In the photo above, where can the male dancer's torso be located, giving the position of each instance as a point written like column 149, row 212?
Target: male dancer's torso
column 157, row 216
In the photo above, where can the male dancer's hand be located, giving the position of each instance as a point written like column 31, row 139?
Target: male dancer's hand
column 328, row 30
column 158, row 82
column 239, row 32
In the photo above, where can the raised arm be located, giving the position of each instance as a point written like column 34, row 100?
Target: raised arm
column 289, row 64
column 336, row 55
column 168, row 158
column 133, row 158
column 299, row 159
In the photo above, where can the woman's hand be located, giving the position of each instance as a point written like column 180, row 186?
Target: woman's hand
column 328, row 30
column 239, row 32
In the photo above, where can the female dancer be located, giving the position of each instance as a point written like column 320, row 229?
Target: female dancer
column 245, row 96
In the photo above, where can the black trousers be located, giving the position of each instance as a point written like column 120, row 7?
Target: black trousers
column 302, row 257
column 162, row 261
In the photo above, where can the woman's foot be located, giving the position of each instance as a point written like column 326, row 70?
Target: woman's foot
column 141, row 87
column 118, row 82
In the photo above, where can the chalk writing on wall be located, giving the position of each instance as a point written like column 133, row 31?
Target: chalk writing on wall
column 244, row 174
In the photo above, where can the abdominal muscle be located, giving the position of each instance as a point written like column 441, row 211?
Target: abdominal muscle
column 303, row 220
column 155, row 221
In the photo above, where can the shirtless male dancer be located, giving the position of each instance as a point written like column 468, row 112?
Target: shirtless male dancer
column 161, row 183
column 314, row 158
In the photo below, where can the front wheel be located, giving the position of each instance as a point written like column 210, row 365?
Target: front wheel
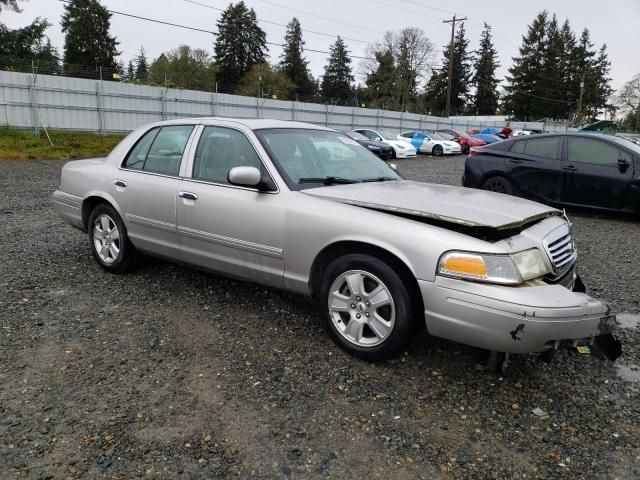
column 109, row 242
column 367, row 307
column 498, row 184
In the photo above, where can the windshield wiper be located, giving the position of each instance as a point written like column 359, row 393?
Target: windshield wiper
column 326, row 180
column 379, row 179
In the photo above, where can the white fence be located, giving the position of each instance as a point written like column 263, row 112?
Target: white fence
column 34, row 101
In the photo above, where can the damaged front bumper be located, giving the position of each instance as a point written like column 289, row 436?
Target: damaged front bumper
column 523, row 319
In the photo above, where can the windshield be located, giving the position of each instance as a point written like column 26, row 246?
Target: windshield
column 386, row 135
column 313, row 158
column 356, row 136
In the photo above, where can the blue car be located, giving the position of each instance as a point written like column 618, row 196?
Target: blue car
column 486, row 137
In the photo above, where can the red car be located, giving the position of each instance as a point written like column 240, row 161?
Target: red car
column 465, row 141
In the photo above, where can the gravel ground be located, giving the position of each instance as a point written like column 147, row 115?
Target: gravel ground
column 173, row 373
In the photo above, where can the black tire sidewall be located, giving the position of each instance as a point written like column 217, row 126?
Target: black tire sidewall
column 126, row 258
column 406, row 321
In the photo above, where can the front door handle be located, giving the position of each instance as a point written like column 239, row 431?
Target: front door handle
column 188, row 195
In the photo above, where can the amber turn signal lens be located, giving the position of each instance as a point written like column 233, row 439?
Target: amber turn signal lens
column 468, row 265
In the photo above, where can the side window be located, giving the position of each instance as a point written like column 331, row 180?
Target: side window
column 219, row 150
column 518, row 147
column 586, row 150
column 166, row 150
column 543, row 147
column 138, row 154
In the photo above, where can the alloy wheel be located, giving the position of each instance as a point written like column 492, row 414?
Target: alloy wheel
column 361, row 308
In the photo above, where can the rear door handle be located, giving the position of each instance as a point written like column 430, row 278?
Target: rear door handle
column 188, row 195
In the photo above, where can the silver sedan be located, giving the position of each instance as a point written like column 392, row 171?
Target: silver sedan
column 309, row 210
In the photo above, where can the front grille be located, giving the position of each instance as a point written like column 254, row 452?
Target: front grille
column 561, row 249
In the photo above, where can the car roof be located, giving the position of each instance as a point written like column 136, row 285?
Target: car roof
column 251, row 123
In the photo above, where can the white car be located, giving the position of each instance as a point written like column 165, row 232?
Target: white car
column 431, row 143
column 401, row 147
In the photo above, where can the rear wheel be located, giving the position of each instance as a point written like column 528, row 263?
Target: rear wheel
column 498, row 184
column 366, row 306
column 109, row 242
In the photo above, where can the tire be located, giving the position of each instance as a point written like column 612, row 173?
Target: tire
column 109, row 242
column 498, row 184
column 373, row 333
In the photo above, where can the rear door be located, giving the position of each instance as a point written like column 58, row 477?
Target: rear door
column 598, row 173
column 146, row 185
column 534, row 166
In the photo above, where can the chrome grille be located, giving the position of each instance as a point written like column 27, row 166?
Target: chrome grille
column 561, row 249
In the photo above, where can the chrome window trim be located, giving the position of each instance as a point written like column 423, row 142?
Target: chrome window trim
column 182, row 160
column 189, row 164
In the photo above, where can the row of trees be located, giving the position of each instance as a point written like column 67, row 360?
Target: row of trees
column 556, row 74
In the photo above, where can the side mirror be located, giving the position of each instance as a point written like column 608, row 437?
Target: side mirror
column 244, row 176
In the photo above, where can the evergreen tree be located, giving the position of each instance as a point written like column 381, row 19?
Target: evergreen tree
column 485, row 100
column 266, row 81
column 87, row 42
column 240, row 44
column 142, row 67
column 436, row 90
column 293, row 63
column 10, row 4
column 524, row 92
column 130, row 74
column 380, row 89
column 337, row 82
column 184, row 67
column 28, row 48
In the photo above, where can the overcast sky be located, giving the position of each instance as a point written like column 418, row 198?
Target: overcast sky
--------------------------------
Pictures are to be left out; repeat all the remaining data exactly.

In the photo above, where can the male dancer's torso be located, giving the position of each instance as a point written like column 149, row 212?
Target: male dancer's torso
column 157, row 216
In the photo above, where can the male dancer's hand be located, giving the position of each instance as a point written like column 31, row 139?
Target: male dancer's hand
column 328, row 30
column 158, row 82
column 239, row 32
In the photo above, where can the raised arm be located, giving the position of each instance as a point written like column 34, row 100?
Target: raised arm
column 289, row 64
column 336, row 55
column 168, row 158
column 133, row 158
column 299, row 159
In the photo above, where can the woman's hand be located, giving the position of each instance as a point written like column 180, row 186?
Target: woman's hand
column 328, row 30
column 239, row 32
In the photo above, where can the female dancer be located, giving the position of each instance as a point written like column 320, row 229?
Target: female dancer
column 245, row 96
In the photo above, where can the black trousers be located, giving the position of each instance as a point written like column 120, row 7?
Target: black trousers
column 302, row 257
column 162, row 261
In the photo above, where can the woman's foot be located, giving the position of each instance as a point written like column 326, row 70?
Target: woman's foot
column 141, row 87
column 118, row 82
In the photo above, where can the chalk writing on wall be located, giving the position of each instance as a point written like column 133, row 31?
Target: chalk writing on wall
column 244, row 174
In the photo above, where can the abdominal muscle be located, giving the position of each instance as a point written like column 441, row 211?
Target: abdominal muscle
column 303, row 220
column 155, row 221
In the photo above, where can the shirtless male dancer be located, giving the position of each instance as a point written like column 468, row 112?
Target: shirtless male dancer
column 161, row 183
column 314, row 158
In the photo below, where can the front wheel be located, giving the position of each instance as a point written like column 210, row 365?
Target: front wheel
column 109, row 242
column 367, row 307
column 498, row 184
In the photo above, where can the windshield wiper be located, giving the position of each instance as a point written like column 359, row 393?
Target: windshield wiper
column 326, row 180
column 379, row 179
In the photo above, where can the white fence be located, giving the position of each instance as a point written like column 263, row 112?
Target: white fence
column 34, row 101
In the photo above, where can the damaged front bumper be located, giving the position of each instance as a point written like column 289, row 436?
Target: damaged front bumper
column 523, row 319
In the photo above, where can the windshield be located, giving the position of each instance as a point written like column 26, row 246?
Target: windshield
column 386, row 135
column 313, row 158
column 356, row 136
In the photo above, where can the blue car be located, giving the position of each instance as a point written like column 618, row 196?
Target: blue car
column 486, row 137
In the photo above, where can the red car be located, giving the position of each instance as a point written like column 240, row 161?
Target: red car
column 465, row 141
In the photo above, where can the gravel ground be located, giving the position of each instance as a point written like column 147, row 115?
Target: gravel ground
column 173, row 373
In the photo above, where can the black tire sidewall be located, giving the position of each instance as a point written like column 217, row 126?
Target: black tire sidewall
column 126, row 258
column 406, row 321
In the photo above, where can the front door handle be located, giving the position of each instance as a point written like column 239, row 431?
Target: front door handle
column 188, row 195
In the photo above, where can the amber turn signal lens be located, giving the position of each instance as a point written like column 233, row 439?
Target: amber turn signal lens
column 468, row 265
In the photo above, where can the side window be located, giving the position of each instance as a point written like column 331, row 180?
Target: side window
column 219, row 150
column 518, row 147
column 586, row 150
column 166, row 150
column 543, row 147
column 138, row 154
In the photo above, where can the alloy wheel be located, giving the position of each instance as a point written like column 492, row 414?
Target: alloy wheel
column 361, row 308
In the photo above, where can the rear door handle be located, giving the position of each instance as a point written like column 430, row 278?
Target: rear door handle
column 188, row 195
In the photo above, where can the silver sedan be located, giving the position of each instance as a point written like column 392, row 171?
Target: silver sedan
column 309, row 210
In the photo above, where can the front grille be located, giving the position of each instance as a point written like column 254, row 452?
Target: front grille
column 561, row 249
In the photo above, where can the car roof be located, giving the position of each instance as a point written like column 136, row 285?
Target: car roof
column 251, row 123
In the photo above, where can the white car be located, giving the position of each instance as a point written like column 165, row 232?
Target: white car
column 431, row 143
column 401, row 147
In the photo above, where can the rear wheel be located, giving the position of each instance as a point written like column 528, row 263?
Target: rear wheel
column 498, row 184
column 366, row 306
column 109, row 242
In the photo above, where can the tire be located, giving the position of each instance as a point written like column 612, row 173?
Target: tire
column 109, row 242
column 498, row 184
column 373, row 333
In the photo above, where can the rear door be located, giving the position of each instance as a point written like column 58, row 477?
Target: rear door
column 598, row 173
column 146, row 185
column 534, row 166
In the photo above, where can the chrome grille be located, giving the position of each instance as a point written like column 27, row 166?
Target: chrome grille
column 561, row 249
In the photo above, where can the chrome window trim be located, giving the position of each instance as a point written like column 423, row 142?
Target: chrome window trim
column 182, row 160
column 189, row 164
In the photo above, where can the row of trees be located, giving the position of each instance as a point written like column 67, row 360?
Target: row of trees
column 556, row 74
In the photo above, where can the side mirror be located, giving the position of each instance as a point written like column 608, row 437?
Target: side mirror
column 244, row 176
In the photo above, where can the evergreen tree be located, giving the position of each instance as a point written like column 381, row 19?
Target: evergreen tree
column 485, row 100
column 266, row 81
column 87, row 42
column 240, row 44
column 142, row 67
column 436, row 90
column 293, row 63
column 10, row 4
column 524, row 92
column 130, row 74
column 380, row 89
column 337, row 82
column 184, row 67
column 28, row 48
In the photo above, where can the overcast sky be located, giving the position of each instance as a point written like column 418, row 198?
Target: overcast sky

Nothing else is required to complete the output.